Enunciado ::
Diga, por favor, se cada afirmação concorda com o texto-fonte, respondendo sim ou não e citando literalmente as palavras do texto que decidem a questão: (a) o autor concorda inteiramente com Oliveira; (b) até 1930, o excedente econômico era realizado prioritariamente pelo mercado externo; (c) a transformação iniciada em 1930 enseja uma nova hierarquia política e econômica.

Oliveira nota com muita perspicácia que a dominância dessas ideias impossibilitou a efetiva construção de uma "teoria do capitalismo no Brasil". Meu ponto de discordância com Oliveira é o de que é impossível se construir uma teoria crítica do capitalismo brasileiro dentro do contexto de referência teórico do economicismo, seja ele liberal, seja marxista como o de Oliveira. E essa limitação é perceptível em seu próprio texto, como veremos adiante. Por enquanto vamos continuar examinando a obra no contexto de seu próprio quadro de referências.
A principal característica do novo modelo de economia e de sociedade que se instaura no Brasil a partir de 1930 envolve a realização do excedente econômico não mais prioritariamente a partir do mercado externo - como era o caso até 1930 -, mas, crescentemente, pelo próprio mercado interno. Essa transformação socioeconômica de grandes proporções muda toda a lógica da dinâmica social e enseja uma nova hierarquia política e econômica.

Linhas do conjunto ::
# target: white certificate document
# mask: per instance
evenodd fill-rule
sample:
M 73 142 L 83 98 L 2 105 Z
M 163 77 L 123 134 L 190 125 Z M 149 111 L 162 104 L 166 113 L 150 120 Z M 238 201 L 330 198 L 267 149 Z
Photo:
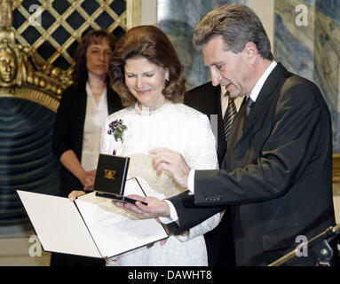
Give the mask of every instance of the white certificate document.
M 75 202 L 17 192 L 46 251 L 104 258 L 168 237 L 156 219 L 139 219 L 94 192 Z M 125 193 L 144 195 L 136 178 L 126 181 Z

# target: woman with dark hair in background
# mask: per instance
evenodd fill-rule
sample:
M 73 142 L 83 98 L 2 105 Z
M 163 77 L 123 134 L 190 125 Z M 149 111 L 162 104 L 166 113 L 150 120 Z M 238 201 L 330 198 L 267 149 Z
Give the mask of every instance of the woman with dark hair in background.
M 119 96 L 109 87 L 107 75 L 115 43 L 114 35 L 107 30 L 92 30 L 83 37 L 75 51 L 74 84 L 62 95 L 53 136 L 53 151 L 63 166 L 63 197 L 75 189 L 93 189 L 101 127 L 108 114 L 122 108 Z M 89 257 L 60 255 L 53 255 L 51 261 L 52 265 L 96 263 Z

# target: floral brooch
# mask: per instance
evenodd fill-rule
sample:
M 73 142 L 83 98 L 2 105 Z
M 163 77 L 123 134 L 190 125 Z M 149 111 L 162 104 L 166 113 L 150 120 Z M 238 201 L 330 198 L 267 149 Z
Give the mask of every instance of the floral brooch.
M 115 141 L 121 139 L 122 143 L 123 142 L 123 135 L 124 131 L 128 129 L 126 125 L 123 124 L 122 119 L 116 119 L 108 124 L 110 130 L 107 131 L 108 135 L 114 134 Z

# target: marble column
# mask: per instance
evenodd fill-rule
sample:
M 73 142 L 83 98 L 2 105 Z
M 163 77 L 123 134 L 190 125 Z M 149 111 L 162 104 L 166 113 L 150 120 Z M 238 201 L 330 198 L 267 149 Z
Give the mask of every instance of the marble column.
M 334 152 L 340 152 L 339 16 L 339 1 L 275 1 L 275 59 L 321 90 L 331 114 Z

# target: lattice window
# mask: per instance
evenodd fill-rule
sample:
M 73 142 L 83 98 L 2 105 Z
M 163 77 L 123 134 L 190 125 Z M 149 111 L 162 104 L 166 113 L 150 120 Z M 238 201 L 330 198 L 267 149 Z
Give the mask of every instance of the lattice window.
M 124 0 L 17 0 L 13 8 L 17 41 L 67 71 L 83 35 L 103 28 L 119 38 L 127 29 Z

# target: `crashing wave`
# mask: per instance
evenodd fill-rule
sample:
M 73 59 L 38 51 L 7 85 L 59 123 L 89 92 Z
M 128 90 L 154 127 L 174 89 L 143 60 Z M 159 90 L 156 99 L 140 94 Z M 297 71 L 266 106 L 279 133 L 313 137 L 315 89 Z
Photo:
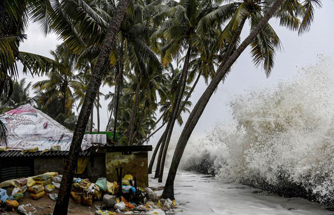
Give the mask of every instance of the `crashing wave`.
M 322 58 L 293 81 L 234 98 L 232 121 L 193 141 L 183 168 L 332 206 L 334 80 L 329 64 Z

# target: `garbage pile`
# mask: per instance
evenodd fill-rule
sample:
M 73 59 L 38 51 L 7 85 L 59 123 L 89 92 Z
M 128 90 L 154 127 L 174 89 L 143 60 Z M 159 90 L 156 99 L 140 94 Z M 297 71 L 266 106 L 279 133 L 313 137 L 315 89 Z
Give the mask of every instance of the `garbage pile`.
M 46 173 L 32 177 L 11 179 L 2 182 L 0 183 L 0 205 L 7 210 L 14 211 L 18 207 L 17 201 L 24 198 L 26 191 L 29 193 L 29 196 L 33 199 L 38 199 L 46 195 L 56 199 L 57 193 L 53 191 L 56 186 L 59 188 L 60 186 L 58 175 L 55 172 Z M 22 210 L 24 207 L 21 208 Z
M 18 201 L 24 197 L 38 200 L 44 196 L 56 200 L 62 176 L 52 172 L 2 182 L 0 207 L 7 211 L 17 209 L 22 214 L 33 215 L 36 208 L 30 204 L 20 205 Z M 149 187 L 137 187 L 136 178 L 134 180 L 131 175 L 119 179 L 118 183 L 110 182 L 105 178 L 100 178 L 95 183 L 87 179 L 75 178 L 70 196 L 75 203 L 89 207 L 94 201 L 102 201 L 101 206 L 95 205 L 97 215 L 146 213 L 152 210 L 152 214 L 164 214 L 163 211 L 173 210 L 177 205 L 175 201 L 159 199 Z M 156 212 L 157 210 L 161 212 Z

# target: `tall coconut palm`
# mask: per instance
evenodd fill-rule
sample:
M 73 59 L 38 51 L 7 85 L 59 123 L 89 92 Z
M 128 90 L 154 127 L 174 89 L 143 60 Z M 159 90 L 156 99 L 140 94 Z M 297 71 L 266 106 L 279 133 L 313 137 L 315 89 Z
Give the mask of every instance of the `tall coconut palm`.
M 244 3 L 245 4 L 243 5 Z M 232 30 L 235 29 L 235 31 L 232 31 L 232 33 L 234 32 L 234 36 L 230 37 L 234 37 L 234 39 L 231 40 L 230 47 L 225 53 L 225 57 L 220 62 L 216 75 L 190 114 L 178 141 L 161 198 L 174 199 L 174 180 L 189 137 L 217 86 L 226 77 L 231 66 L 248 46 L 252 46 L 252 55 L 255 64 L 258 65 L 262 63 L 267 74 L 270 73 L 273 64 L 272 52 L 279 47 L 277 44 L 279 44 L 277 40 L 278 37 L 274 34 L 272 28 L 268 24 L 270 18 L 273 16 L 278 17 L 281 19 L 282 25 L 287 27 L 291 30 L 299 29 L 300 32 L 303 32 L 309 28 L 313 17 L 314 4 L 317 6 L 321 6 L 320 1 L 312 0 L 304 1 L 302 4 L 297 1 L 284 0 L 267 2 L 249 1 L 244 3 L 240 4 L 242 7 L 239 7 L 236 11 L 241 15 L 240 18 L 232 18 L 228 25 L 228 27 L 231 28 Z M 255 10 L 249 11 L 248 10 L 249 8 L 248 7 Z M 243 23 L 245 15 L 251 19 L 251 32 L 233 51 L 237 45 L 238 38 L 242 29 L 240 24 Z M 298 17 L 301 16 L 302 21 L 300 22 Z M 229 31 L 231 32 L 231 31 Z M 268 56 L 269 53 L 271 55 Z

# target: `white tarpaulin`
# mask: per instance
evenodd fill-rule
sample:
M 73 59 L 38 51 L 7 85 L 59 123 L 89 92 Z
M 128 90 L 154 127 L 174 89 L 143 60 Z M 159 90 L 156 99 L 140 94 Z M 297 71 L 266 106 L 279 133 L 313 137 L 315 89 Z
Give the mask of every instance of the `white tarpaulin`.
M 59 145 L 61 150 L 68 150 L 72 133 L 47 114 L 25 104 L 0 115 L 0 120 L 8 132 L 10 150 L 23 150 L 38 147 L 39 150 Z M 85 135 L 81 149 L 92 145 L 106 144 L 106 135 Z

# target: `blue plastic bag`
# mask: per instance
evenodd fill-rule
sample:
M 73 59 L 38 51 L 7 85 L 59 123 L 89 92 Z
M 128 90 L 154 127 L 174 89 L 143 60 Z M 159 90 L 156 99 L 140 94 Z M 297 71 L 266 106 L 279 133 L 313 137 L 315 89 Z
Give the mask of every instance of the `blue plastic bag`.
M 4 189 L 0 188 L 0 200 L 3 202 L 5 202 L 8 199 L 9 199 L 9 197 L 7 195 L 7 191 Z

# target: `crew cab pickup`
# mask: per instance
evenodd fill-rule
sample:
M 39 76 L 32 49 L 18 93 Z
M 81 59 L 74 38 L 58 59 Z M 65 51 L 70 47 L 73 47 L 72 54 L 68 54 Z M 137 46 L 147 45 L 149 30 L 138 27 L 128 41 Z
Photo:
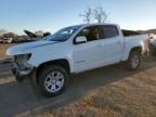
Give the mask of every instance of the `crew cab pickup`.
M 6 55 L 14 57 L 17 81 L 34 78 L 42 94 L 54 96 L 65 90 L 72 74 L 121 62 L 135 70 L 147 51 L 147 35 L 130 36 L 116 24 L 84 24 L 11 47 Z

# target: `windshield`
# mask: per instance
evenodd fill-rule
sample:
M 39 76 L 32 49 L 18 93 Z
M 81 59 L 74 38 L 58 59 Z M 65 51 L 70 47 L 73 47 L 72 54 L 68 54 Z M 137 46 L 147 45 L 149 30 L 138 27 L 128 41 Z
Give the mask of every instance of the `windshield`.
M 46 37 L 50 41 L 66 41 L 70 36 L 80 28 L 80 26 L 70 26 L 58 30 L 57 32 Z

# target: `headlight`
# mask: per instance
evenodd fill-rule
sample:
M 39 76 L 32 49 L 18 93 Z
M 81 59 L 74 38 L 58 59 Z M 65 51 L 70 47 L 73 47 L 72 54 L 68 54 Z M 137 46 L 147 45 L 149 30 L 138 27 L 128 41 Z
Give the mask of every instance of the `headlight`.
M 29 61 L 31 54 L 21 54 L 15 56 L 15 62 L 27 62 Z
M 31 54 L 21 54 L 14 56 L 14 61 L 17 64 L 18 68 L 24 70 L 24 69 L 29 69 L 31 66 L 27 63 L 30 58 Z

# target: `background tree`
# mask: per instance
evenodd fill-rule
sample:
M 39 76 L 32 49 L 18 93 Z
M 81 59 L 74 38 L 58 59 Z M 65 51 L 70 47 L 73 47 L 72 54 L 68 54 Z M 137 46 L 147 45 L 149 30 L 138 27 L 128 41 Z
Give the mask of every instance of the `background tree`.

Resolução ::
(a) Não: "Meu ponto de discordância com Oliveira é o de que é impossível se construir uma teoria crítica do capitalismo brasileiro dentro do contexto de referência teórico do economicismo"
(b) Sim: "não mais prioritariamente a partir do mercado externo - como era o caso até 1930"
(c) Sim: "enseja uma nova hierarquia política e econômica"